Listed records below:

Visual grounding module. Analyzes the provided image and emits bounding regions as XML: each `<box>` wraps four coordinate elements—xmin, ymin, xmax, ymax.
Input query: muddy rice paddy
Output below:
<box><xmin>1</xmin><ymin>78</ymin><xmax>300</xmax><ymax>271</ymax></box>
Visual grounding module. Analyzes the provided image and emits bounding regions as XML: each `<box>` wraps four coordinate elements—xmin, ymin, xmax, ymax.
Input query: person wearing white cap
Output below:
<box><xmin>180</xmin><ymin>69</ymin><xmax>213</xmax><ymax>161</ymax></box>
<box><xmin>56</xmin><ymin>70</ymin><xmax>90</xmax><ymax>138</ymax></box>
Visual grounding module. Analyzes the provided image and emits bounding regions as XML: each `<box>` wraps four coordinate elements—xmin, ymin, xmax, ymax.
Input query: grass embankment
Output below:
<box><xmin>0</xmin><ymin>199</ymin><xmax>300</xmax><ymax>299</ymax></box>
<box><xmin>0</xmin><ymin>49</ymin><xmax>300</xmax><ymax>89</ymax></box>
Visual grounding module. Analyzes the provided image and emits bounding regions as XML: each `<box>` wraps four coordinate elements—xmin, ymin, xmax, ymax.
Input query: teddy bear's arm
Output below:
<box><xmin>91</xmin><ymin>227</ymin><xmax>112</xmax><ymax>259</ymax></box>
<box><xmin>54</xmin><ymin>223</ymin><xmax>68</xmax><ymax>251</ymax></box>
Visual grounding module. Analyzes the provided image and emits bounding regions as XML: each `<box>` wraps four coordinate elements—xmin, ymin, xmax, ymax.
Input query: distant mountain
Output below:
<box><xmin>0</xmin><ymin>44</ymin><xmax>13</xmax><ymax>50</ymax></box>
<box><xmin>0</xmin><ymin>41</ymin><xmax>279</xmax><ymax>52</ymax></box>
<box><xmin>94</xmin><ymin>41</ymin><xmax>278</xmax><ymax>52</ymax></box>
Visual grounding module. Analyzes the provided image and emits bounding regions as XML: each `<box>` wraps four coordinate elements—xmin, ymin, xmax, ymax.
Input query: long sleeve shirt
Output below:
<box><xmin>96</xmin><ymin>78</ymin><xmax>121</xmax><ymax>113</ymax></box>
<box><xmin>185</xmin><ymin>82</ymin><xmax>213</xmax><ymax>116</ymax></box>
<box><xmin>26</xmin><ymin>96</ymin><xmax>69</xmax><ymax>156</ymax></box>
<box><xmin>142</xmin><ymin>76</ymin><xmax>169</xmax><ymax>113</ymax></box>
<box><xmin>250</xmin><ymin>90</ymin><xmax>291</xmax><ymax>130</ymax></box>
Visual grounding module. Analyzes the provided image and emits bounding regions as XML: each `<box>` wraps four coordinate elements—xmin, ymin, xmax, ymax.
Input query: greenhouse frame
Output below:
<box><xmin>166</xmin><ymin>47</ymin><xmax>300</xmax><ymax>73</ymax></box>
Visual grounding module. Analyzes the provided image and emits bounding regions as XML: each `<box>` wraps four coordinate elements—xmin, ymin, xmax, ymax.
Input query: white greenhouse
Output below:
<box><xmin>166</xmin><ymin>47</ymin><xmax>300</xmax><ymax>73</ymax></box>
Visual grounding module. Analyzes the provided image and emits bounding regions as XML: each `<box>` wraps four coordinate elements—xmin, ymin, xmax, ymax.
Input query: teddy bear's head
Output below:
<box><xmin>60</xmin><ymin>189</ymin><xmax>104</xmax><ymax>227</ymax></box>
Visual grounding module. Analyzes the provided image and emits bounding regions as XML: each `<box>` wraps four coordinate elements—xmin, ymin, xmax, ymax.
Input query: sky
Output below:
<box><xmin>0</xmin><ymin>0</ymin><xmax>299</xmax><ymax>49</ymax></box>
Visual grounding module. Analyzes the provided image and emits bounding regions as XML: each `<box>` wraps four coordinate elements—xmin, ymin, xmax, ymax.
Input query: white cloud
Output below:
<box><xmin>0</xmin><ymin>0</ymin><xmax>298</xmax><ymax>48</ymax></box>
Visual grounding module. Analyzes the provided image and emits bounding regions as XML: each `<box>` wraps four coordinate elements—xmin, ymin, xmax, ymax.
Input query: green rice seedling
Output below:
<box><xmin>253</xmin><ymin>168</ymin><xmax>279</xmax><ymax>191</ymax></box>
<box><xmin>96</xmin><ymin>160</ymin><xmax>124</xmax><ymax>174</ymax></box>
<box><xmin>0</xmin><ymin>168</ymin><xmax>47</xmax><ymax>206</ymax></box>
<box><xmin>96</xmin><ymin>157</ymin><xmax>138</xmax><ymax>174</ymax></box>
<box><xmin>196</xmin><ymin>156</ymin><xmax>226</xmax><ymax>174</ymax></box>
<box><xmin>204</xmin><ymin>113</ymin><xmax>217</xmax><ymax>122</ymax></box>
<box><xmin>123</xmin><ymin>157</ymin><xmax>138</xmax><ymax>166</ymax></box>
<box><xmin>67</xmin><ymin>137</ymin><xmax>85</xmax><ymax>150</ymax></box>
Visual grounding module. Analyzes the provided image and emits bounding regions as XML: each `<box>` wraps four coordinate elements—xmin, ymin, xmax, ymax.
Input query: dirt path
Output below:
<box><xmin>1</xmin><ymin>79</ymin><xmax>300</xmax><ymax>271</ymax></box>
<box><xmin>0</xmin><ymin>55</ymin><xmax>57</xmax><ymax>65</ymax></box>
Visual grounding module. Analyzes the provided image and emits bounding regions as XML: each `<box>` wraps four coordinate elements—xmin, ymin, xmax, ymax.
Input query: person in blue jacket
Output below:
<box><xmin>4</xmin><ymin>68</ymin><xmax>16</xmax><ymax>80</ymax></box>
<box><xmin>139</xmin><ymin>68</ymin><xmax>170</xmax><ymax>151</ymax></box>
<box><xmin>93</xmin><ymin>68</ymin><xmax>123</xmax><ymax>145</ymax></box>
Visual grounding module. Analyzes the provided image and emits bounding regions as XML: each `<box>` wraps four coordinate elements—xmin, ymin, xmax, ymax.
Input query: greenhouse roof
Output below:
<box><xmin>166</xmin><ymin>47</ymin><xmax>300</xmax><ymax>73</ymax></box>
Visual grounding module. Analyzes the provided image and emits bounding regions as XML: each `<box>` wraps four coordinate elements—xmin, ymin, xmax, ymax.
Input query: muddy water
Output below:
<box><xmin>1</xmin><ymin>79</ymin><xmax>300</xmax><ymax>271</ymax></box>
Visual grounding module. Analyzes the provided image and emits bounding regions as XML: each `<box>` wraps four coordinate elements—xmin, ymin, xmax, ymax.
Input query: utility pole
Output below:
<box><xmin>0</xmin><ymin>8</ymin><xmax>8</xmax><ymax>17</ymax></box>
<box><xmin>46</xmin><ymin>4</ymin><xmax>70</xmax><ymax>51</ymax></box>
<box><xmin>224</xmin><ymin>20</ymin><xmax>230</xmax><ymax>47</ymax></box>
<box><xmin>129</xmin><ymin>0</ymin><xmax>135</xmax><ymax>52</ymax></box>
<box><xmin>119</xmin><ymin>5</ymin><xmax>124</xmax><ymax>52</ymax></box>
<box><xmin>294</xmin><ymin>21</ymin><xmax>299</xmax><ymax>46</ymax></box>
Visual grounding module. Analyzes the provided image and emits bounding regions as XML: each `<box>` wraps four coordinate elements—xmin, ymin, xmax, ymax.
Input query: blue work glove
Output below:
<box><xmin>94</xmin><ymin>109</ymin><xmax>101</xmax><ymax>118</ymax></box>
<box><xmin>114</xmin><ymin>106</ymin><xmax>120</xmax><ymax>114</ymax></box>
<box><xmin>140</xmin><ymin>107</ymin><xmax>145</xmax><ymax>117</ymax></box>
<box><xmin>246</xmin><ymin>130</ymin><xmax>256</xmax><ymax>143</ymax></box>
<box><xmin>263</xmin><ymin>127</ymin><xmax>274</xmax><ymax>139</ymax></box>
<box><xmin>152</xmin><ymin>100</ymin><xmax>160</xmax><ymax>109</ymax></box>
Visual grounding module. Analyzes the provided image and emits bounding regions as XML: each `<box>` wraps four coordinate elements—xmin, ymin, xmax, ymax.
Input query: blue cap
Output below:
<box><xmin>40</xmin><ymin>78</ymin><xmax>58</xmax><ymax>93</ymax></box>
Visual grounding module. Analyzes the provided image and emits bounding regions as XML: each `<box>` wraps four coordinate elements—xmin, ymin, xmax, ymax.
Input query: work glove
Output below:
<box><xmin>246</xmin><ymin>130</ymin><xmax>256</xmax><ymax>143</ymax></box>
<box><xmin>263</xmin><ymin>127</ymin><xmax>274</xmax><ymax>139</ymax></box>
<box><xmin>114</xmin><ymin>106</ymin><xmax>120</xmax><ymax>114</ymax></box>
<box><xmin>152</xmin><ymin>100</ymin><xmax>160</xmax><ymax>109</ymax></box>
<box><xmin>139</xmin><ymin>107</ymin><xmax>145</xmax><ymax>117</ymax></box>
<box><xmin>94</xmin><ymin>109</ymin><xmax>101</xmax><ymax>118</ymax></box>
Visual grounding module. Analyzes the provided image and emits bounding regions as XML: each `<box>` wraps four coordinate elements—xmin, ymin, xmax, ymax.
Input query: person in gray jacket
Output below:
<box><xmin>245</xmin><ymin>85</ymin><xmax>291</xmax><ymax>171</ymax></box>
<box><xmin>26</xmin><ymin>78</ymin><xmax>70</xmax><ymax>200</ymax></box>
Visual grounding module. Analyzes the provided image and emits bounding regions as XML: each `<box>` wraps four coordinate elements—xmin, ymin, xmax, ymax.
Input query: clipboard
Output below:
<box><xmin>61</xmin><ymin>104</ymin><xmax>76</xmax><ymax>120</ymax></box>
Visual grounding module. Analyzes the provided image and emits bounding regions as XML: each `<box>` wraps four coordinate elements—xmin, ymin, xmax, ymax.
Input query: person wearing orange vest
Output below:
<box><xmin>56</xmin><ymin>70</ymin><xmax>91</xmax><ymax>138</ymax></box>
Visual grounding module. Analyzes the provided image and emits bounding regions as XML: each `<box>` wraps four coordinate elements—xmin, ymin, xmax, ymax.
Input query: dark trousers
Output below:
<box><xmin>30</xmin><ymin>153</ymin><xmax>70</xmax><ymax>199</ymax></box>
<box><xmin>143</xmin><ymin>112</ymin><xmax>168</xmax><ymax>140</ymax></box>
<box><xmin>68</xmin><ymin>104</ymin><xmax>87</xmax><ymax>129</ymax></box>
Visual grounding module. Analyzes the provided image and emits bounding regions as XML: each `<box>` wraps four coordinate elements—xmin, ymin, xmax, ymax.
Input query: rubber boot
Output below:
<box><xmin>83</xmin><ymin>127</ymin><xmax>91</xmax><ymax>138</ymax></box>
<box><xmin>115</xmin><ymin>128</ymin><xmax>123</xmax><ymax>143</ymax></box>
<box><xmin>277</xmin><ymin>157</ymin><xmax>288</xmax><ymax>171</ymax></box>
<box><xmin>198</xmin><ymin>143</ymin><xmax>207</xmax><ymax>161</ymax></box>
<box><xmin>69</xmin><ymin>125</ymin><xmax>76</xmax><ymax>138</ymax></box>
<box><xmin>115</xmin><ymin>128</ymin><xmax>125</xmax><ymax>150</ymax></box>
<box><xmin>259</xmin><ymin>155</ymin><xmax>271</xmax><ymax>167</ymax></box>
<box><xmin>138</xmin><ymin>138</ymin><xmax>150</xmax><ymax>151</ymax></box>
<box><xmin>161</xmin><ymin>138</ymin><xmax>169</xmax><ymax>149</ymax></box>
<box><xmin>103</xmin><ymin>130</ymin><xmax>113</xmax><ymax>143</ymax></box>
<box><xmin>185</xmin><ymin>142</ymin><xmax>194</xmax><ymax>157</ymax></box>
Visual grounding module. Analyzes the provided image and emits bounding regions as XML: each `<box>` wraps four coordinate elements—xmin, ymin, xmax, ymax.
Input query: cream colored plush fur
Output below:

End of Listed records.

Your assignment:
Which lines in the data above contain "wearing"? Show each one.

Response:
Input query: person wearing white cap
Input query: person wearing orange vest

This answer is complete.